• [WORK REQUEST 1]
According to the passage on Judson Philips, what launched his career as a novelist? Answer in one to three sentences.
• [WORK REQUEST 2]
List every title of a work by Philips that the passage on Judson Philips names.

*** EXCERPT TO READ ***

The elegant calm of New York's top luxury hotel is shattered when the mysterious Colonel Coriander arrives. Wearing a fright wig and mask, the one-armed terromonger has planted bombs throughout the building and is holding two small girls hostage. And he's always once crucial step ahead of Hotel Beaumont's legendary manager, Pierre Chambrun. Coriander's outrageous demands are quite impossible to meet. Chambrun's only chance is to outwit the very clever Colonel at his own game--in the countdown to terror.
Hugh Pentecost was a penname of mystery author Judson Philips. Born in Massachusetts, Philips came of age during the golden age of pulp magazines, and spent the 1930s writing suspense fiction and sports stories for a number of famous pulps. His first book was Hold 'Em Girls! The Intelligent Women's Guide to Men and Football (1936). In 1939, his crime story Cancelled in Red won the Red Badge prize, launching his career as a novelist. Philips went on to write nearly one hundred books over the next five decades.
His best-known characters were Pierre Chambrun, a sleuthing hotel manager who first appeared in The Cannibal Who Overate (1962), and the one-legged investigative reporter Peter Styles, introduced in Laughter Trap (1964). Although he spent his last years with failing vision and poor health, Philips continued writing daily. His final novel was the posthumously published Pattern for Terror (1989).

*** End of EXCERPT TO READ ***
*** DATA EXTRACT ***

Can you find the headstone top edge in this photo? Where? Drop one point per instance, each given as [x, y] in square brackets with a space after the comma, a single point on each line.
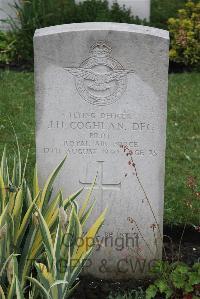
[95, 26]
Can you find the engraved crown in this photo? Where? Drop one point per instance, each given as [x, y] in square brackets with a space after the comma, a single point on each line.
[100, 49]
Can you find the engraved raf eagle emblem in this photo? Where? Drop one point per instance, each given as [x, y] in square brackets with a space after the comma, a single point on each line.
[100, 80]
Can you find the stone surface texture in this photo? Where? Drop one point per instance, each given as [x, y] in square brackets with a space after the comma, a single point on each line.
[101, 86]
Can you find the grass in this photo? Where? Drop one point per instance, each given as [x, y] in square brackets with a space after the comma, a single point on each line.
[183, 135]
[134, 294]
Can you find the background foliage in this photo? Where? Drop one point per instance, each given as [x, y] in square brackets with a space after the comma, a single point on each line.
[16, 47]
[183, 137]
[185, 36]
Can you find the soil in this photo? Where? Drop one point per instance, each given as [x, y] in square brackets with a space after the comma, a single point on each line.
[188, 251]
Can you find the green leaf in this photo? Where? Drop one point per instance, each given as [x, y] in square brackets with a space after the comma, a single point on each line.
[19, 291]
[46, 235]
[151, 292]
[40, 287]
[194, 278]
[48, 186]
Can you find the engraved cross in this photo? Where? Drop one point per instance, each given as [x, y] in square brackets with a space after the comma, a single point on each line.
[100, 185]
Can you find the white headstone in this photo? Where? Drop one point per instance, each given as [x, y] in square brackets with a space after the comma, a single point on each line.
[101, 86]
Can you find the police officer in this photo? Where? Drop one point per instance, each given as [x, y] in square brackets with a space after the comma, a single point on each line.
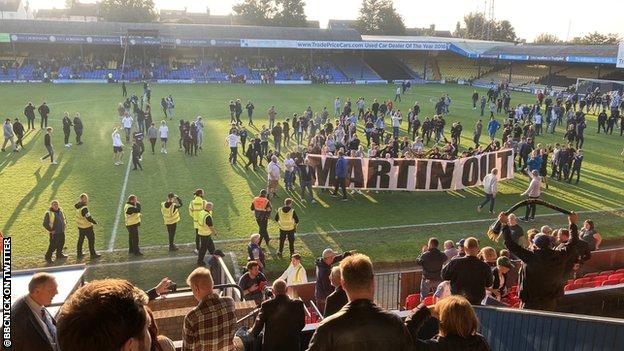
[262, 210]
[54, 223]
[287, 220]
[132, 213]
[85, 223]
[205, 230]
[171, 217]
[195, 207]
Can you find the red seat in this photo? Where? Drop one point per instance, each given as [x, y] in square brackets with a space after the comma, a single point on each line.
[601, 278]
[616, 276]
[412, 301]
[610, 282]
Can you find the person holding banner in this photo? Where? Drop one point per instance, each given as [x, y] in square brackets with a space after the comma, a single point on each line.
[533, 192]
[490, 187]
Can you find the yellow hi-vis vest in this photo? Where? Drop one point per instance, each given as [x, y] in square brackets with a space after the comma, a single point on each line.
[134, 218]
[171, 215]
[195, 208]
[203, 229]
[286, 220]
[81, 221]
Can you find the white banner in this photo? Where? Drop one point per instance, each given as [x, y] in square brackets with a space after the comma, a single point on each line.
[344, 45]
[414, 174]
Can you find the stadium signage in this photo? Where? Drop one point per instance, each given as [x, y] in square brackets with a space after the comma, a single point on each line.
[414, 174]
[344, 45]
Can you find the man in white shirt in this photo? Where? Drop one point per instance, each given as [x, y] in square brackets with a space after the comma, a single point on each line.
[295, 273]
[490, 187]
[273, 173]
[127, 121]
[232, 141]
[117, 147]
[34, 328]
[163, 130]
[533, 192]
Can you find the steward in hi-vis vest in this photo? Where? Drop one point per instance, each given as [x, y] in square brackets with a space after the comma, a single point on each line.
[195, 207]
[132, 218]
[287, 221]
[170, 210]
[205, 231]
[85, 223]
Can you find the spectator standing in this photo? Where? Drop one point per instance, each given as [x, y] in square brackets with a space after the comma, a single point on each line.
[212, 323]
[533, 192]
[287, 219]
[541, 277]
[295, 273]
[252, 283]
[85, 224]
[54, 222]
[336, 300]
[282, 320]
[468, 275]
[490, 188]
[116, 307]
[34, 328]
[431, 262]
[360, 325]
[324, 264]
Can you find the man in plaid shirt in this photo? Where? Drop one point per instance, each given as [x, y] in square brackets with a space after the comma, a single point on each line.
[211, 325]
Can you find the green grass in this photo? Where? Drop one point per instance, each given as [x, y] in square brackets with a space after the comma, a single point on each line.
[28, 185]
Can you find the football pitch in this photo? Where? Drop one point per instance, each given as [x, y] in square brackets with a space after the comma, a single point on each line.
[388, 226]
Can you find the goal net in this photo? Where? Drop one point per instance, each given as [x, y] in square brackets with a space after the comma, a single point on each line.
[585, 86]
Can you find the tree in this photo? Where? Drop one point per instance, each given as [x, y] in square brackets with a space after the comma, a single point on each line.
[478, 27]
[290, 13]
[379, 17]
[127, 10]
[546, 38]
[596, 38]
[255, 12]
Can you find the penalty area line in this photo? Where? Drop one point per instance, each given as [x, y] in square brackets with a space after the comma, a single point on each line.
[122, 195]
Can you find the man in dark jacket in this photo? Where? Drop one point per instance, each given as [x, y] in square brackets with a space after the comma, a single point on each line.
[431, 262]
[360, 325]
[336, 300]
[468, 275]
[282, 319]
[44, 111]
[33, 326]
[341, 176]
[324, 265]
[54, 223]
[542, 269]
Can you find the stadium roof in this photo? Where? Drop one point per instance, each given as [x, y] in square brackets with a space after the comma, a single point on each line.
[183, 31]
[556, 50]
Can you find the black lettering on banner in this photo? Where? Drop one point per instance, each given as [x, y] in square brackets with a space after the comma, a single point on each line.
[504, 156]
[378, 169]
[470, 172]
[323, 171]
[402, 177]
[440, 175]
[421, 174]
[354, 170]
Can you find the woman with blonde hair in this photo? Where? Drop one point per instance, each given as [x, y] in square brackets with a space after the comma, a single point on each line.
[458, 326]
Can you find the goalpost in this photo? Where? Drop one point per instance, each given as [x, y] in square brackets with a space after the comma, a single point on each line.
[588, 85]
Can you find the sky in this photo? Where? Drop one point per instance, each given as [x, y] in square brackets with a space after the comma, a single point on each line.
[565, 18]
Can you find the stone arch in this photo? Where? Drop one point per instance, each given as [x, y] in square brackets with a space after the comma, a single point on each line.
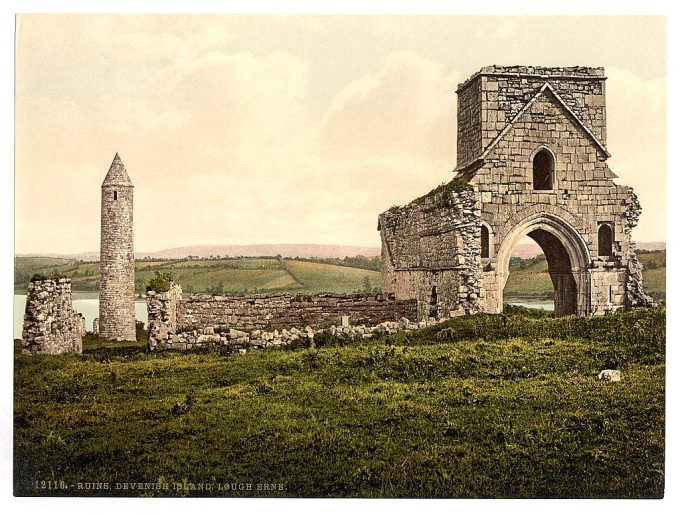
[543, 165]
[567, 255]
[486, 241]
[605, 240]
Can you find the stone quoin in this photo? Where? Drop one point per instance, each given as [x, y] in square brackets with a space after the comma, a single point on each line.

*** End of DATA EXTRACT ***

• [FINAL ANSWER 1]
His career as a novelist took off after his crime story Cancelled in Red won the Red Badge prize in 1939.

• [FINAL ANSWER 2]
- Hold 'Em Girls! The Intelligent Women's Guide to Men and Football
- Cancelled in Red
- The Cannibal Who Overate
- Laughter Trap
- Pattern for Terror